To be done: Update the entries, beginning at the line that has "Where can the cracked" and continuing through the end of the entries. Write those lines again with "concrete texture" changed to "concrete surface" and everything else left as it is.

Position annotation records:
● ● ● ●

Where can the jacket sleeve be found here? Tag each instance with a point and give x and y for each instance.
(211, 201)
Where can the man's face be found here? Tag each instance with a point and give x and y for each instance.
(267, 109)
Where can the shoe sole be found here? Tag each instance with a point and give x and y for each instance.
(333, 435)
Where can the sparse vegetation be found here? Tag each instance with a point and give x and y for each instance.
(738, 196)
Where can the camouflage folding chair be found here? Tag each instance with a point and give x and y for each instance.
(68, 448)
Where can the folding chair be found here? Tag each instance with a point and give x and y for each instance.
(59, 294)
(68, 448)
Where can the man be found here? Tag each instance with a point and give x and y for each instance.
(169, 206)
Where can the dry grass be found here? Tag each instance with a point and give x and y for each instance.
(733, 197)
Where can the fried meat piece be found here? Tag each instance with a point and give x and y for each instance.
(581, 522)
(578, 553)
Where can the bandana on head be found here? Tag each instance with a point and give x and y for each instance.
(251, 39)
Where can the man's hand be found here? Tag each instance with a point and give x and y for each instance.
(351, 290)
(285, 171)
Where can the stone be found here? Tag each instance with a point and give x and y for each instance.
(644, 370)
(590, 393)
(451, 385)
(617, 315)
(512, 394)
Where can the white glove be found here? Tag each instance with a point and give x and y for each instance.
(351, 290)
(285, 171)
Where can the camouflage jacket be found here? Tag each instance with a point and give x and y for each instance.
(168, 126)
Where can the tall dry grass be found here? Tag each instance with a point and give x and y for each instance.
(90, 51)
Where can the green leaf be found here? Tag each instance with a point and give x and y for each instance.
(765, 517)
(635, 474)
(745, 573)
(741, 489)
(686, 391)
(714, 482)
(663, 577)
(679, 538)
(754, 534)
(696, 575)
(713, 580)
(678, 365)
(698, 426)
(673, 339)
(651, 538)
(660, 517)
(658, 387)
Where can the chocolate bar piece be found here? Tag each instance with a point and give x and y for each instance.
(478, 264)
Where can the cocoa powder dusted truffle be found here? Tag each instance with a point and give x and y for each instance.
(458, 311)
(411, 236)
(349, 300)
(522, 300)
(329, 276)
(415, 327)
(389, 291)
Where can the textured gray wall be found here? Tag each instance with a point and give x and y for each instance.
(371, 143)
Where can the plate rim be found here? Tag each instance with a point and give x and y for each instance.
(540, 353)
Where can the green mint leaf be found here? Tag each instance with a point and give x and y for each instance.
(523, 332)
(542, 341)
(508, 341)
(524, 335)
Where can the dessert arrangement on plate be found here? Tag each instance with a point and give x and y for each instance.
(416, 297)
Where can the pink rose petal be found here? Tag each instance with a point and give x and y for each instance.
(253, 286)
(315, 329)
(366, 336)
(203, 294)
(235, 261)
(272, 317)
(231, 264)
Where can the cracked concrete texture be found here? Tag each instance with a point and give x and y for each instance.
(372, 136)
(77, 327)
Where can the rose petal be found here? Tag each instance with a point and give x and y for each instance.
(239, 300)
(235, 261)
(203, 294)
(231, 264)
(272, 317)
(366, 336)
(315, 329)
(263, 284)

● ● ● ●

Written answer:
Where can the cracked concrete surface be found here? Tag each instance with a point and give x and y for each instance.
(372, 136)
(77, 327)
Where can the rose petal be found here? Tag each instance with a point and give x and y for each instance.
(239, 300)
(235, 261)
(203, 294)
(231, 264)
(272, 317)
(366, 336)
(315, 329)
(263, 284)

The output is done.